**Activity 1**
In the NMN and diabetic testis excerpt below, quote the passage from "Funding Statement" to "Program (No. X202110555520).".
**Activity 2**
Answer these from the NMN and diabetic testis excerpt below:
(a) Which three enzymes are named as essential drivers in glycolysis?
(b) What two effects does pioglitazone have in the SCs of DM men?
(c) What grant number is listed for the National Natural Science Foundation of China?

**Excerpt to read**

Moreover, SCs are often the target cells of external toxic substances which cause a direct toxic effect on spermatogenesis by destroying the structure and function of SCs [48]. Furthermore, testes are naturally oxygen-deprived organs. The lactate generated via LDH under SC glycolysis is an important energy source, which could meet the needs of energy and substances for the rapid growth of proliferating spermatogenic cells [ 53, 54] . Three key enzymes, HK2, PKM2, and LDHA, are essential drivers in glycolysis, which increase glucose uptake and lactate production and enhance cell growth [ 55, 56] . Previous studies have shown that diabetes stimulates glycogen accumulation in testis, reduces the energy supply of SCs to spermatocytes and spermatozoa, downregulates the expression level of LDH mRNA in SCs, which ultimately increases the number of apoptotic spermatogenic cells [ 57, 58] . In addition, the lactate accumulation in testicular tissue is significantly decreased in diabetic men, concomitant with the reduced expression of LDH protein [59]. Our results showed decreased expressions of HK2, PKM2, and LDHA in the testis of DM mice, including spermatogenic cells and SCs, which are positively correlated with testicular spermatogenic disorder. Some pharmaceutical interventions used for DM currently exhibit better effects for the testicular spermatogenic disorder. Pioglitazone increases the lactate level and stimulates the glycolytic flux in SCs of DM men, significantly improving spermatogenesis dysfunction and male fertility [60]. Moreover, the pharmacological dose of metformin could improve the reproductive potential of diabetic men by decreasing the expression levels of GLUT1, GLUT3, MCT4, and PFK1 and increasing LDH activity, which in turn inhibits apoptosis of spermatogenic cells [61]. In addition, the expressions of GLUT2, GLUT3, PFK1, and the activity of LDH in the testis of prediabetic rats and the improvement of the sperm quality could be elevated by drinking white tea [62]. In the present study, we showed that NMN supplementation could upregulate the expression levels of HK2, PKM2, and LDHA in DM mice testis, indicating that NMN may improve DM-induced spermatogenic dysfunction via regulating the glycolysis pathway. However, the potential mechanisms of NMN in regulating glycolysis pathway need to be further investigated.

In summary, hyperglycemia could damage the structure and function of SCs by inhibiting the glycolysis pathway, leading to apoptosis of spermatogenic cells, and reducing sperm quality. Our results demonstrated that NMN could reverse the changes in body and testis weights, sperm parameters, and testicular histology in STZ-induced diabetic mice. Furthermore, NMN also reduces spermatogenic cells apoptosis, upregulates the expressions of SC markers and glycolytic-related rate-limiting enzymes in testes. Therefore, our findings suggest that NMN may positively affect spermatogenic dysfunction by promoting the glycolysis pathway, providing a potential target for DM treatment with NMN.

COMPETING INTERESTS

The authors declare that they have no conflict of interest.

Funding Statement

This work was supported by the grants from the Horizontal Scientific Research Project of The First Affiliated Hospital of Shaoyang University (No. 2020HX01), Guangxi Natural Science Foundation, China (No. 2021GXNSFBA220010), the National Natural Science Foundation of China (No. 82101720), the Scientific Research Elevation Project of Young Faculty from Guangxi Universities (No. 2019KY0567), the Scientific Research and Technological Development Foundation of Baise (No. 20183331), the First Batch of High-level Talent Scientific Research Projects of the Affiliated Hospital of Youjiang Medical University for Nationalities in 2019 (No. R20196317), the National College Students Innovation and Entrepreneurship Training Program (No. X202110555520).

**Supplied material**
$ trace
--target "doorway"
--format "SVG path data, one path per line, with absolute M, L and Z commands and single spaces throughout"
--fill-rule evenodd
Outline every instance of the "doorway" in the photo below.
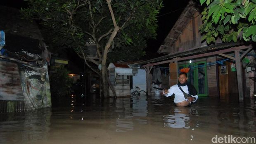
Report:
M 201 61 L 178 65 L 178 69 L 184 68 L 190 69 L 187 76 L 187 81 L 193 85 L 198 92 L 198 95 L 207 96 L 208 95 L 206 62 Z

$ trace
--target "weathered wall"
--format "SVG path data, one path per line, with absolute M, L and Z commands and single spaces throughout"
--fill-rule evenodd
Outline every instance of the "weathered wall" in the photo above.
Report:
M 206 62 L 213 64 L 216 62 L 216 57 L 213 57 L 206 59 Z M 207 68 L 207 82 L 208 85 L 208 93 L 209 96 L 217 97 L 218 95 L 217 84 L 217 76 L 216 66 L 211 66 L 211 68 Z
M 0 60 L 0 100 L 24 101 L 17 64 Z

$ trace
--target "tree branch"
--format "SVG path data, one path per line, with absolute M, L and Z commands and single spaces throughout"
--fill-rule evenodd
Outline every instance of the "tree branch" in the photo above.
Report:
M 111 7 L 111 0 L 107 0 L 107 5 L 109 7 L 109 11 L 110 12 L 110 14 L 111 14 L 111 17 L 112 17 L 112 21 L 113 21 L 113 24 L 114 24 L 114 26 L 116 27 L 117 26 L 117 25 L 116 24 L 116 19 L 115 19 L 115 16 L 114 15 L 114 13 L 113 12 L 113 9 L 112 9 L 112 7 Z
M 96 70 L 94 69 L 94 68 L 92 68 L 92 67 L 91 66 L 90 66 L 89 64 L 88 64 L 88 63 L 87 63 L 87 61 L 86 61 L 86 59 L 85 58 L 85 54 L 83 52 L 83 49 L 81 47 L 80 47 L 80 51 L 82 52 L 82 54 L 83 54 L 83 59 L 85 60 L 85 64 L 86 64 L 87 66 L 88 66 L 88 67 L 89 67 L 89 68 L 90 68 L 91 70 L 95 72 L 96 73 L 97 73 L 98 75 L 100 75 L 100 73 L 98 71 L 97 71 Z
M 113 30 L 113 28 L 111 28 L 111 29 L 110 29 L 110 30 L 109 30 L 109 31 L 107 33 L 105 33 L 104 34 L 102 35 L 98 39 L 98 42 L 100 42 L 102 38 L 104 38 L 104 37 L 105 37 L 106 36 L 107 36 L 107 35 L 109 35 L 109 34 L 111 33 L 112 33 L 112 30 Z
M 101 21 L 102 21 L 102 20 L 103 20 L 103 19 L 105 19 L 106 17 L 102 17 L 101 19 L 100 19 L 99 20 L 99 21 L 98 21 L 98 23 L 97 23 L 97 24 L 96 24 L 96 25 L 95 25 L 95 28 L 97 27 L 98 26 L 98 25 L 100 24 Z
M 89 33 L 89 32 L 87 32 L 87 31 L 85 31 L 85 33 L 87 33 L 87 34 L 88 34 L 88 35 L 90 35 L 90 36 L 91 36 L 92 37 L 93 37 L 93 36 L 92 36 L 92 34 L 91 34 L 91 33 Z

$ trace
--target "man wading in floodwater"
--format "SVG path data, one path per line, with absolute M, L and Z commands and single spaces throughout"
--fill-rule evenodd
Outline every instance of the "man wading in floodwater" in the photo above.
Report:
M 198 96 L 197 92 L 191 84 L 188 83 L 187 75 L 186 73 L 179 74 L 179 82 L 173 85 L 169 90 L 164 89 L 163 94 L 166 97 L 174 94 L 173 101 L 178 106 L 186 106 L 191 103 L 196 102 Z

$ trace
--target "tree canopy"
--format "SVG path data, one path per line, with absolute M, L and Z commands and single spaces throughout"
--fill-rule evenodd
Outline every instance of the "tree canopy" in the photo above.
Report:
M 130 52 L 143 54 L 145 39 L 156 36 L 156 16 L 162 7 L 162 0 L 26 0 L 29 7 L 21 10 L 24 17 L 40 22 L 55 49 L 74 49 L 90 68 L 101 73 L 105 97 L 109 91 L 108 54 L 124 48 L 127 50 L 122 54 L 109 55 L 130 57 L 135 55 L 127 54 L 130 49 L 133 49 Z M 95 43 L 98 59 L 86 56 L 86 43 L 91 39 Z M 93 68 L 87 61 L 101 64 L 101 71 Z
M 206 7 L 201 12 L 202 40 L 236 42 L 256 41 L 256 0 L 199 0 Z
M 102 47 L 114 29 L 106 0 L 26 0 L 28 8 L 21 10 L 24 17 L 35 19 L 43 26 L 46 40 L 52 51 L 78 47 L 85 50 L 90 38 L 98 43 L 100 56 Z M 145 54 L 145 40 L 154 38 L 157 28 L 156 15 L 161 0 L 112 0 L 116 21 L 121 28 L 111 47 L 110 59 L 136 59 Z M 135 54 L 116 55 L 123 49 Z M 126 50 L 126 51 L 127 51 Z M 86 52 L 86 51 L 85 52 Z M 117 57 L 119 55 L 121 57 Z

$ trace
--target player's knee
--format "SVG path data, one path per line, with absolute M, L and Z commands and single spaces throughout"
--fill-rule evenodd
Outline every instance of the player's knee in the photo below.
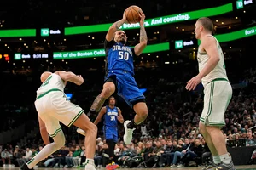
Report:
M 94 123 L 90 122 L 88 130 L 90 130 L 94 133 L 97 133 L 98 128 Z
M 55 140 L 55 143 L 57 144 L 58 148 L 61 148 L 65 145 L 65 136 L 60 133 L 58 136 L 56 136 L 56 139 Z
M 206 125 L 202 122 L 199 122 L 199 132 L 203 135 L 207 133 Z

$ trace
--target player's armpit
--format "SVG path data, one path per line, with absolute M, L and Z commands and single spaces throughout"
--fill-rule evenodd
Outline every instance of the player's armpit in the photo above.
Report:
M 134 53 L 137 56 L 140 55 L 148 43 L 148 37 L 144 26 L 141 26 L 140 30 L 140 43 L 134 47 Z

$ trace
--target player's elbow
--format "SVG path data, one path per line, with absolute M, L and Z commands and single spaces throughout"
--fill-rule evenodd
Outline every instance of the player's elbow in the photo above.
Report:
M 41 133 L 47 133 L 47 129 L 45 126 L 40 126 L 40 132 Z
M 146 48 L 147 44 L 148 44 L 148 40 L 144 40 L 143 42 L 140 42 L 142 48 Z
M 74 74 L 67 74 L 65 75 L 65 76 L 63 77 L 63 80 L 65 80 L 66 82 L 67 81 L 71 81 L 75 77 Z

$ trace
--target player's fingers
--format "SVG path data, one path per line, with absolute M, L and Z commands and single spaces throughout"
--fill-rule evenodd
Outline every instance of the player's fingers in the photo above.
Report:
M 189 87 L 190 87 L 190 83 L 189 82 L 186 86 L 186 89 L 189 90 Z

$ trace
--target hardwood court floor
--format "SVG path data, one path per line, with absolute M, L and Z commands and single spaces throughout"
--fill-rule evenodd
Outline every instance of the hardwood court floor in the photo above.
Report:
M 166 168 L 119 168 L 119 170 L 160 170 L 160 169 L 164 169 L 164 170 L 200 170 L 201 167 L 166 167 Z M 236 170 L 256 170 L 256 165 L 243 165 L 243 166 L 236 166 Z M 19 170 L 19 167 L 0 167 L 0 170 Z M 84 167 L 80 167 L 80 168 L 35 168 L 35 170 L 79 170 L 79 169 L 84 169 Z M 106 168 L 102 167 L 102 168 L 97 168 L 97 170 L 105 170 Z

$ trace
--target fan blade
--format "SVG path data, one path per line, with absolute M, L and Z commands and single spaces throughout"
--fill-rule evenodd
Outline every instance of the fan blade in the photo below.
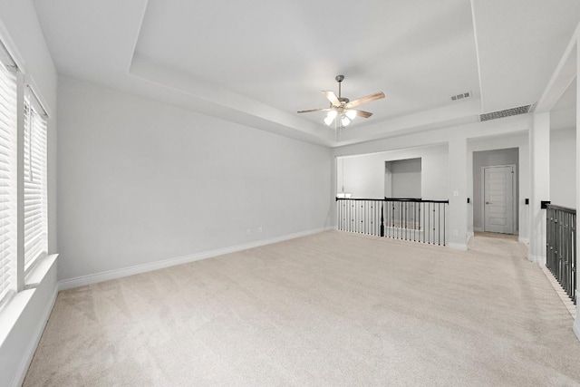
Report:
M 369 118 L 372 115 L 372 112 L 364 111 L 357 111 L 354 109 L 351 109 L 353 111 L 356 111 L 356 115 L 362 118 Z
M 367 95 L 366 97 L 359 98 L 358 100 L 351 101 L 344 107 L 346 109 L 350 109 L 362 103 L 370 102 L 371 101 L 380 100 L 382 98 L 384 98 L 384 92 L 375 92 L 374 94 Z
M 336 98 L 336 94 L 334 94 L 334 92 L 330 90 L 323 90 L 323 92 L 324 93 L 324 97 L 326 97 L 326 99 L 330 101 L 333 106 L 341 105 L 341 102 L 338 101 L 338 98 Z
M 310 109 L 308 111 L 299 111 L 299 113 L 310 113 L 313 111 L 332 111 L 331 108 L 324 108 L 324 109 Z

==

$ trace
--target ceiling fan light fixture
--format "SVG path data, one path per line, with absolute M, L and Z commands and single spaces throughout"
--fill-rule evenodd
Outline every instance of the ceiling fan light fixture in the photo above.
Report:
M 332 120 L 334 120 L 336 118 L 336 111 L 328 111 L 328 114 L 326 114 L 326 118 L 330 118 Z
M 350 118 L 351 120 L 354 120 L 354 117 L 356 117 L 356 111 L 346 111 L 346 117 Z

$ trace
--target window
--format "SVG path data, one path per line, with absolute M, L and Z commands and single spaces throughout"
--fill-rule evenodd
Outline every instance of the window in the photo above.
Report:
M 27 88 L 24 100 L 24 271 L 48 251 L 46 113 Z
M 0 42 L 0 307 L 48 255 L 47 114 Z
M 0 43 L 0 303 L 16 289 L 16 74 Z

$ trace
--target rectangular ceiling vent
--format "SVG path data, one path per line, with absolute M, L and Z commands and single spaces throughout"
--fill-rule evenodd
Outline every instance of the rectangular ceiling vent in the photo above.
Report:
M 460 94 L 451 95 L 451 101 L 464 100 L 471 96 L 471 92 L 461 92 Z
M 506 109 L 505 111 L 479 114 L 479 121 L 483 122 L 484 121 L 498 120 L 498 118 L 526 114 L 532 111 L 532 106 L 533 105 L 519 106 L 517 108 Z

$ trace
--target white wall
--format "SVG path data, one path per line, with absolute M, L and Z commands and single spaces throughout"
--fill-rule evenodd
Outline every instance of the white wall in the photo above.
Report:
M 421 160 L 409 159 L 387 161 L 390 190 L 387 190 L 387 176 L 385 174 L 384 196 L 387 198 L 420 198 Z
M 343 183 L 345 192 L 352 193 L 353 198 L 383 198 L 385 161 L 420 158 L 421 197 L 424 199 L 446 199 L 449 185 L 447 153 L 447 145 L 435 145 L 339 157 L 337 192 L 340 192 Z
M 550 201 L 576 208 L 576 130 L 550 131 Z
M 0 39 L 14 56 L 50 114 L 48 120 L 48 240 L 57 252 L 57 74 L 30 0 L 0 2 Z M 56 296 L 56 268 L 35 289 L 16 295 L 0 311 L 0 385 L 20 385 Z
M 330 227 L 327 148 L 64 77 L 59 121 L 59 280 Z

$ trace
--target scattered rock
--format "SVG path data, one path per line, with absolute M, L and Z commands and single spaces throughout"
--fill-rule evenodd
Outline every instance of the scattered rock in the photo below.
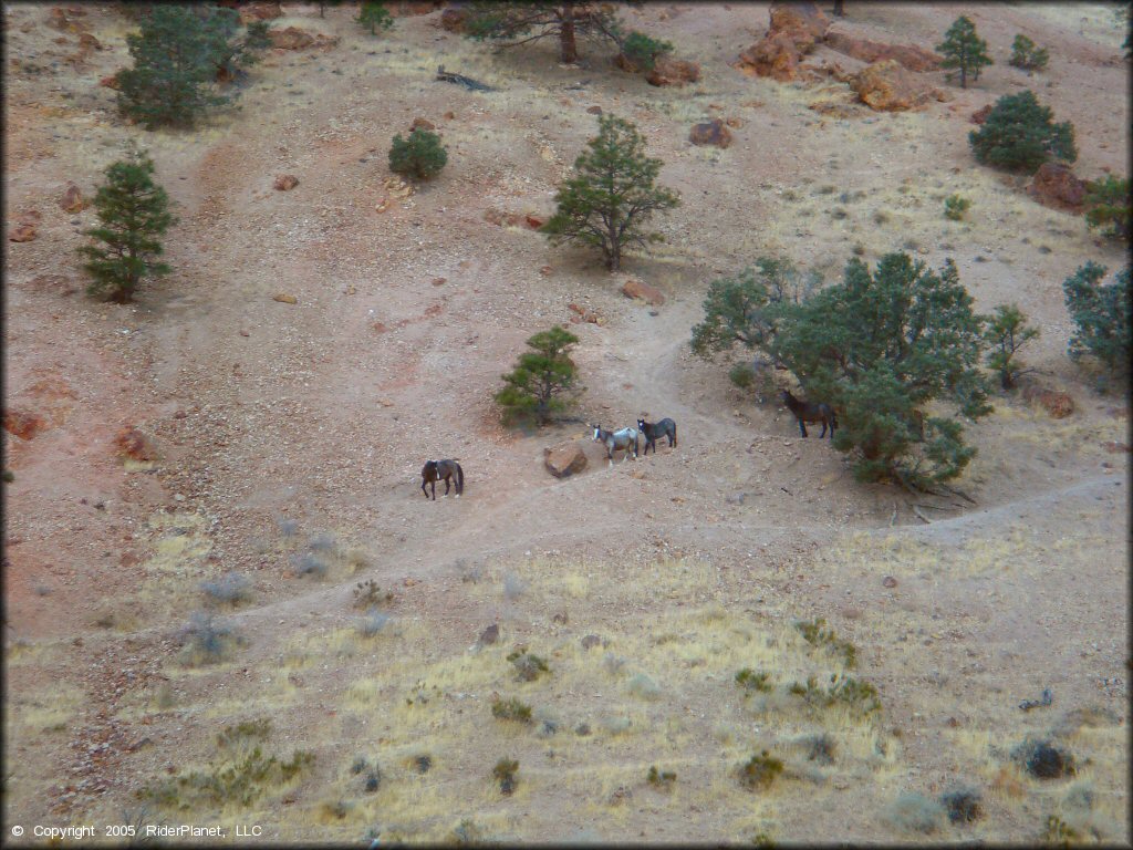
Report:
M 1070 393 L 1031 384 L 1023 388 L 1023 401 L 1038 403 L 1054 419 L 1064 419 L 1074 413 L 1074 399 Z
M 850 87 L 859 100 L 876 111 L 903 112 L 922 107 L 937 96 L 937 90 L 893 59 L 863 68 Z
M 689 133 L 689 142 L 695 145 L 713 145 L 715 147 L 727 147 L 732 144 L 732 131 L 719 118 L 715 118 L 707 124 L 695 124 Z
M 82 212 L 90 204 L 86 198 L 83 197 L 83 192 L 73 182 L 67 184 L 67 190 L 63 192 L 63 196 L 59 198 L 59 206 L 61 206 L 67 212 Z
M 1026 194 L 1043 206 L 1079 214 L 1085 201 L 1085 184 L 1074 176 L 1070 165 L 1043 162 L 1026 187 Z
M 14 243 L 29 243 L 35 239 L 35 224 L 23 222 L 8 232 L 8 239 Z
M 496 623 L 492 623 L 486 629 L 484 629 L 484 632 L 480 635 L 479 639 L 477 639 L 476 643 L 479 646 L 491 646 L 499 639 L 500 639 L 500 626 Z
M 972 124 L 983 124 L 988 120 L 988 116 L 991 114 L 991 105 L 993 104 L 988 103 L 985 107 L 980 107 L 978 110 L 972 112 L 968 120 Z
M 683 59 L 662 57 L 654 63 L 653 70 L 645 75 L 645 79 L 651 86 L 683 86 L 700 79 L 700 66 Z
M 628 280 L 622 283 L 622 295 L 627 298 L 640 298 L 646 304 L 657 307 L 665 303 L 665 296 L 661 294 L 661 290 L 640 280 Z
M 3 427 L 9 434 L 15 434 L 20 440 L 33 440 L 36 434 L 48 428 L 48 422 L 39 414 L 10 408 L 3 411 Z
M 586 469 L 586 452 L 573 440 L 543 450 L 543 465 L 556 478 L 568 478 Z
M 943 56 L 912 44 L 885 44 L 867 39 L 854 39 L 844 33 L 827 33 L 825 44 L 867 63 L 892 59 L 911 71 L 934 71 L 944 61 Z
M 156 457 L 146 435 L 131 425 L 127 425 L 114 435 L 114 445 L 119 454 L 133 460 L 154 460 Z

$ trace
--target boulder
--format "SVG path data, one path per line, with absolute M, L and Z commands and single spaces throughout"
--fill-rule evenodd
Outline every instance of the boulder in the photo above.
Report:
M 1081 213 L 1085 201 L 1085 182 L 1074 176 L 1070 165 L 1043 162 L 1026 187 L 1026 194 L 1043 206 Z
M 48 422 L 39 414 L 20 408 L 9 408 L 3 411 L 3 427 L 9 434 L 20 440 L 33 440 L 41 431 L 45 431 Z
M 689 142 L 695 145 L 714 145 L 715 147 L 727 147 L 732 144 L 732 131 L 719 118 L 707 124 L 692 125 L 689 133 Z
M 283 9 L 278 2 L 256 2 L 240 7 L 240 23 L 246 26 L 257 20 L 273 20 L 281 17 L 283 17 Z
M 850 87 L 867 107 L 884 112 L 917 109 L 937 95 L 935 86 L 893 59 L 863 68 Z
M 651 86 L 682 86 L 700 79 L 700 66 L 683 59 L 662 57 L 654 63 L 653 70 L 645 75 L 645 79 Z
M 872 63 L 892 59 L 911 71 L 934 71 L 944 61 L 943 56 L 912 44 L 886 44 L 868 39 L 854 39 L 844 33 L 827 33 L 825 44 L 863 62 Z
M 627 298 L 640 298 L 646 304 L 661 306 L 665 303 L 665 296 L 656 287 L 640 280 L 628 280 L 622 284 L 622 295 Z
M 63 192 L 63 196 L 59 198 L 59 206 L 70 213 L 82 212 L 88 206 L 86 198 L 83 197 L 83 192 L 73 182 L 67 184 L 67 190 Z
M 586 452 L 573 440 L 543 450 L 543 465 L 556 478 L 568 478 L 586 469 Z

---

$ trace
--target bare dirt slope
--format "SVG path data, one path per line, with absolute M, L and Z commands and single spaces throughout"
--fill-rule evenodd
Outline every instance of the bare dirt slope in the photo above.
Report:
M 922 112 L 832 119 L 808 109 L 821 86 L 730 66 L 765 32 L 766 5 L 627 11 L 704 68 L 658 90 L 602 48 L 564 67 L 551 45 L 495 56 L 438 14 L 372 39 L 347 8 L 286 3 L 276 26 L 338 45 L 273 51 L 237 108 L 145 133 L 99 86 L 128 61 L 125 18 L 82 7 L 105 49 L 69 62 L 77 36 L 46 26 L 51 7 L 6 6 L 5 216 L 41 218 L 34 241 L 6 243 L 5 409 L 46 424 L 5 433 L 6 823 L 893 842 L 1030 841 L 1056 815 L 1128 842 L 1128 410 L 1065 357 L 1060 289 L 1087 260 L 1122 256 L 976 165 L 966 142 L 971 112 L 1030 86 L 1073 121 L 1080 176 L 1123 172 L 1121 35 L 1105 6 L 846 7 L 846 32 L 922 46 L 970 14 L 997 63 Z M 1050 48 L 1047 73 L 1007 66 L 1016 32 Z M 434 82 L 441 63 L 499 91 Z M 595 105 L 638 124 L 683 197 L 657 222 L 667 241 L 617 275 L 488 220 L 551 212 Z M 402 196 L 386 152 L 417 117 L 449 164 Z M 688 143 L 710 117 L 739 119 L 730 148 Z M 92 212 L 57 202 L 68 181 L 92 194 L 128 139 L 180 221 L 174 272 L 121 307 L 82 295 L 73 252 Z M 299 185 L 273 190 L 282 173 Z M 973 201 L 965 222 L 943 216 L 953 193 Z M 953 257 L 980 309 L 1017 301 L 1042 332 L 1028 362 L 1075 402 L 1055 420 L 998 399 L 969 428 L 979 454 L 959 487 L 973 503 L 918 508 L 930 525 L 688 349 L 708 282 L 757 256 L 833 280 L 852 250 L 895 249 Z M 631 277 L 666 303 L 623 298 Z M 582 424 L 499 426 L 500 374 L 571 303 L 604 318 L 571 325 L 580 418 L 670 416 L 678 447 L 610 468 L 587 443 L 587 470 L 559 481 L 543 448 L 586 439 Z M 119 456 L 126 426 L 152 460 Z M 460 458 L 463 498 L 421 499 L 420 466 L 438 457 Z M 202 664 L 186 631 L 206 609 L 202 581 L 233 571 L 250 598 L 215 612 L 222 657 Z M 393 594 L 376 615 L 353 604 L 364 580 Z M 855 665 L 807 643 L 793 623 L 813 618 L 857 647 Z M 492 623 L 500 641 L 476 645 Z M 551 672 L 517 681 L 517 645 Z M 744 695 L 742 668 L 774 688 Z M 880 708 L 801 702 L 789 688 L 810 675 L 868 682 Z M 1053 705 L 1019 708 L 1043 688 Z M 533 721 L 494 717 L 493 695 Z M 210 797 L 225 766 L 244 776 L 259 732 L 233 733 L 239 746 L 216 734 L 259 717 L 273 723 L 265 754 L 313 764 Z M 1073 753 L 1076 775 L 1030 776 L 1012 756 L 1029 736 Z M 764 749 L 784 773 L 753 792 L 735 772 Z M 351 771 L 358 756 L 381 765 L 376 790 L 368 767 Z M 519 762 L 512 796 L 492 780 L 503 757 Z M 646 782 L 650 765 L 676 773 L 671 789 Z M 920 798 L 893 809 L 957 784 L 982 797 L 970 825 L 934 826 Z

**Answer 1**
Funding Statement

This work was supported by the grants from the Horizontal Scientific Research Project of The First Affiliated Hospital of Shaoyang University (No. 2020HX01), Guangxi Natural Science Foundation, China (No. 2021GXNSFBA220010), the National Natural Science Foundation of China (No. 82101720), the Scientific Research Elevation Project of Young Faculty from Guangxi Universities (No. 2019KY0567), the Scientific Research and Technological Development Foundation of Baise (No. 20183331), the First Batch of High-level Talent Scientific Research Projects of the Affiliated Hospital of Youjiang Medical University for Nationalities in 2019 (No. R20196317), the National College Students Innovation and Entrepreneurship Training Program (No. X202110555520).

**Answer 2**
(a) HK2, PKM2, and LDHA.
(b) It increases the lactate level and stimulates the glycolytic flux.
(c) No. 82101720.